* [Exercise] Filter the listing below down to the lines with the word "balcony" and copy those.

* [The data]
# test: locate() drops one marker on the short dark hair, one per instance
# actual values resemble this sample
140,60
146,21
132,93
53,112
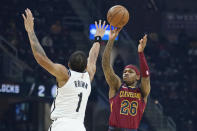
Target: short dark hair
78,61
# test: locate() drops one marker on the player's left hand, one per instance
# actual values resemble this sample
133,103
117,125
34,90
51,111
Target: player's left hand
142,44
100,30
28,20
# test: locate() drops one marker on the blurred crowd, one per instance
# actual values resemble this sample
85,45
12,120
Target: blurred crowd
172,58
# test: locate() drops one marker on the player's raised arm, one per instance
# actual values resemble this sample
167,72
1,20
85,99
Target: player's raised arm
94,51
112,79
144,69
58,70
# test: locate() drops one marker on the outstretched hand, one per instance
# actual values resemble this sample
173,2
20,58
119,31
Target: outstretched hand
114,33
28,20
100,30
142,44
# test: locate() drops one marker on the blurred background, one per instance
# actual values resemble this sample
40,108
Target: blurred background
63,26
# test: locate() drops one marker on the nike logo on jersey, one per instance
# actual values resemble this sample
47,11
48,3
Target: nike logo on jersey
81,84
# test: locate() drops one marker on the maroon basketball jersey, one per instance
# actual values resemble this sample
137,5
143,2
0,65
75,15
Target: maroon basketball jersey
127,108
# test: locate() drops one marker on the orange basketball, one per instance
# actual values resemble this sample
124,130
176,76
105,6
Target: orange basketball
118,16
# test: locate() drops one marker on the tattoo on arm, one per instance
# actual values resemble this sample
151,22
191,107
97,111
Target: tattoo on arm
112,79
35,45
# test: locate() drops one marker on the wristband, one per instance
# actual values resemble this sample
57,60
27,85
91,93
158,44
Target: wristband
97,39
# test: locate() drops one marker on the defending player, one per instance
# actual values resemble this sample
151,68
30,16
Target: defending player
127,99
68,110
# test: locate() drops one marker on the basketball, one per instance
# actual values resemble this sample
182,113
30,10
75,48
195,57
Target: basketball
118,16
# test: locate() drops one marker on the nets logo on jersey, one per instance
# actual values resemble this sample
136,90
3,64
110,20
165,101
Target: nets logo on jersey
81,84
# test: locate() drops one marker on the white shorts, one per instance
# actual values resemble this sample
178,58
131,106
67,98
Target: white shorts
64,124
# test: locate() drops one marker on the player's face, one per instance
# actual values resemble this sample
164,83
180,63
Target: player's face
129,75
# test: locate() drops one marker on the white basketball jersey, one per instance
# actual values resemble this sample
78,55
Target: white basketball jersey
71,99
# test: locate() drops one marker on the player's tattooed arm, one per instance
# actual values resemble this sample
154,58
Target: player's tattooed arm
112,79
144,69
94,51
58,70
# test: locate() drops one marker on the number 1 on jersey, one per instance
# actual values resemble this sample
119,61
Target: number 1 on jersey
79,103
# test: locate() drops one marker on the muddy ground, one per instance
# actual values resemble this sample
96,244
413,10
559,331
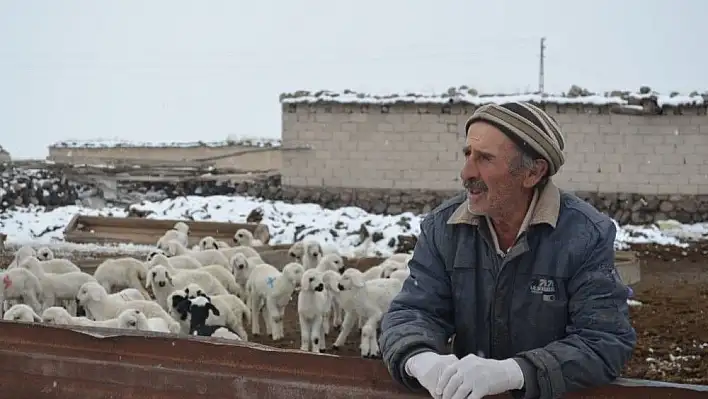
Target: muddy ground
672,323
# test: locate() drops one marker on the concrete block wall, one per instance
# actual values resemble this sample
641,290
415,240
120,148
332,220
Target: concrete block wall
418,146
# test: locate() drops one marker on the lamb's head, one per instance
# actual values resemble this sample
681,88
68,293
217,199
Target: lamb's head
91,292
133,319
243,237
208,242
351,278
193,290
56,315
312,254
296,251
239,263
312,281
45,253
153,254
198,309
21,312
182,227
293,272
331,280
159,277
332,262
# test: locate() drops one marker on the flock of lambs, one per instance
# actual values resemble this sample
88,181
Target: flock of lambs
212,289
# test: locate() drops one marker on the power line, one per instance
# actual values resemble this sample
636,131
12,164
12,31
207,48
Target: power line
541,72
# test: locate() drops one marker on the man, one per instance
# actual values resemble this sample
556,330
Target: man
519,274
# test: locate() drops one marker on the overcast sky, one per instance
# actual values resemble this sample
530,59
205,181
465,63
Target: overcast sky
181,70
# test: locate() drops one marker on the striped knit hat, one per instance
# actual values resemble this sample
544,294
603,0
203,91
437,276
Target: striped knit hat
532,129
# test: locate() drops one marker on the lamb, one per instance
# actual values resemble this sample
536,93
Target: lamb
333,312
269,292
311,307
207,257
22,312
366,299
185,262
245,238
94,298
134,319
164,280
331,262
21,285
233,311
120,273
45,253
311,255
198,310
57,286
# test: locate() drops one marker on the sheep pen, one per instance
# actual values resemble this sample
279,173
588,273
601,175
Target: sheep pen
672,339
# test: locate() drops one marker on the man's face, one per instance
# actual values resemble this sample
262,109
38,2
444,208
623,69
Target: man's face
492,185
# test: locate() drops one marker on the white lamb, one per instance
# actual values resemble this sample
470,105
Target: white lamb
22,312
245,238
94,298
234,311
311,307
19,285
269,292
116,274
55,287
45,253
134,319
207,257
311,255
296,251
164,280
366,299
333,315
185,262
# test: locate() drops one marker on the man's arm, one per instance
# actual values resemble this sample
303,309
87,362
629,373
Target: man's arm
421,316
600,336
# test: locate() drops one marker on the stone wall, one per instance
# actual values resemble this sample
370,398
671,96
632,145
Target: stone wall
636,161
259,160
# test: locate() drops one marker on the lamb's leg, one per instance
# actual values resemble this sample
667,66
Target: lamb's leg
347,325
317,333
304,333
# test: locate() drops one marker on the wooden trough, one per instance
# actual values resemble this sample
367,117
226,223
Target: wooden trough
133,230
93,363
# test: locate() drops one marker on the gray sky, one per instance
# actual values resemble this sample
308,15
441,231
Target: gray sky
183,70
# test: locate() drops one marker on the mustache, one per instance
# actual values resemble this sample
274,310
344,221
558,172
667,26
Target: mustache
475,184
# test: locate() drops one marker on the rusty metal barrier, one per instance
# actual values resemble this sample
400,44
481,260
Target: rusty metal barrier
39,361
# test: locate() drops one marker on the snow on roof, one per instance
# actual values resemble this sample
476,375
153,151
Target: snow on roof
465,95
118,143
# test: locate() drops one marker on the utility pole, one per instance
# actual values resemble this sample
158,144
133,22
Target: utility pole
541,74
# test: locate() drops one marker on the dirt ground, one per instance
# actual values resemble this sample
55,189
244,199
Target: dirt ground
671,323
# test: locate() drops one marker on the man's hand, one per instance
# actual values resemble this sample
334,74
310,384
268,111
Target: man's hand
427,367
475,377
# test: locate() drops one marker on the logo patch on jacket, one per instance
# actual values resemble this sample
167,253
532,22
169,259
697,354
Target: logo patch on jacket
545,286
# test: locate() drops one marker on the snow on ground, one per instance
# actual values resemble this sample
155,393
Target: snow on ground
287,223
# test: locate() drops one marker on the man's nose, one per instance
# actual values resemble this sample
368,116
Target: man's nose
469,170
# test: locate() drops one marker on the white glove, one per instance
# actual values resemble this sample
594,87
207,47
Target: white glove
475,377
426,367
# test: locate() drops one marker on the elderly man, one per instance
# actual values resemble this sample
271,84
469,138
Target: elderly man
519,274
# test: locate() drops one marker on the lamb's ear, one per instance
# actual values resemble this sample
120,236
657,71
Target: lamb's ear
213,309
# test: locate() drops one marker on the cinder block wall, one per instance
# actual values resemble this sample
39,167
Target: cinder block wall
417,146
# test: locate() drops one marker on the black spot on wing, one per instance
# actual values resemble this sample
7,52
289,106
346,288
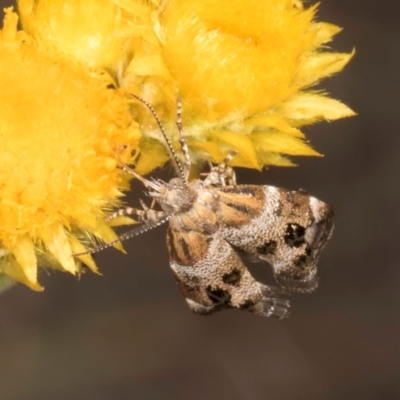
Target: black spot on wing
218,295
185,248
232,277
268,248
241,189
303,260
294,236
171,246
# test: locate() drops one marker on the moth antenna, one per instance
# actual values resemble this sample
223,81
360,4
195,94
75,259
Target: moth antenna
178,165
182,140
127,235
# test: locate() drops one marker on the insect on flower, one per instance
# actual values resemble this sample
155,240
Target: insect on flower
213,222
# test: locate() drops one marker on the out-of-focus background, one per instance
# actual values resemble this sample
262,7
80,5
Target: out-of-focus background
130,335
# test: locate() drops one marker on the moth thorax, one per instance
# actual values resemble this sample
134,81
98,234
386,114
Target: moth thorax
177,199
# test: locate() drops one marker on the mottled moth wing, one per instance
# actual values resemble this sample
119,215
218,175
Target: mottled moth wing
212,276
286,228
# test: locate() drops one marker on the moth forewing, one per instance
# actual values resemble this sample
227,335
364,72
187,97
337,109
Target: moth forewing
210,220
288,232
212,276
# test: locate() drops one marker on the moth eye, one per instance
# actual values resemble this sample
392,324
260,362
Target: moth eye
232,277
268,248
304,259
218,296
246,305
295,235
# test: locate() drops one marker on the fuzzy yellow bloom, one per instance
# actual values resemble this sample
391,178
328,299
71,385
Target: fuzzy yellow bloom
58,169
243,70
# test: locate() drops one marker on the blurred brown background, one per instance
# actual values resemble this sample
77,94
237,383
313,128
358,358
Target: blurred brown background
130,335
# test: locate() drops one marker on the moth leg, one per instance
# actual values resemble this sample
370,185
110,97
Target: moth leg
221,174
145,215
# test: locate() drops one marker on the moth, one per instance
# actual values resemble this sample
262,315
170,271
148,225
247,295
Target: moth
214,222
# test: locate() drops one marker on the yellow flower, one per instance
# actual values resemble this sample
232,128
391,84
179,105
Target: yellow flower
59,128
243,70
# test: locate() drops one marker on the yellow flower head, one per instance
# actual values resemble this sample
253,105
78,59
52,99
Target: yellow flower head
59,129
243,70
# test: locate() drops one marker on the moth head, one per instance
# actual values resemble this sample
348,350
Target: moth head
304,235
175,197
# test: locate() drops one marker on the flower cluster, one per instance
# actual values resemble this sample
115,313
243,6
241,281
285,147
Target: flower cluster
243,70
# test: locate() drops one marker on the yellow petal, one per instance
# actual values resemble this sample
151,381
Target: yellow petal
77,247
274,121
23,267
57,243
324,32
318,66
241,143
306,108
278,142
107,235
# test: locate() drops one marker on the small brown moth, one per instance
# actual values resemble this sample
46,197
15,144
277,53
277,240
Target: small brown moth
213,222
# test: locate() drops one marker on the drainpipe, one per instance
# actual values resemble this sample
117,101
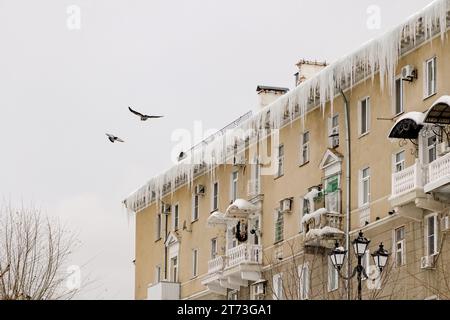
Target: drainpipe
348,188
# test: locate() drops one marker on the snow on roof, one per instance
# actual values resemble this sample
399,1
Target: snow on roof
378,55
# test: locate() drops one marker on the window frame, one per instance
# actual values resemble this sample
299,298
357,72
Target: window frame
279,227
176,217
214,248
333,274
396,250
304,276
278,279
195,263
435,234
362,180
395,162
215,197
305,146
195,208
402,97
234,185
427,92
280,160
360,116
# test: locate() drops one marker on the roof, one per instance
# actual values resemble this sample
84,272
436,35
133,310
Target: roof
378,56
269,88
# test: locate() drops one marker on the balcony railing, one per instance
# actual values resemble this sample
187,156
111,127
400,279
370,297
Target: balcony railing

* [Solution to this task]
# test: locate() drops one marker on the balcony railing, one per instance
Target: balcony railing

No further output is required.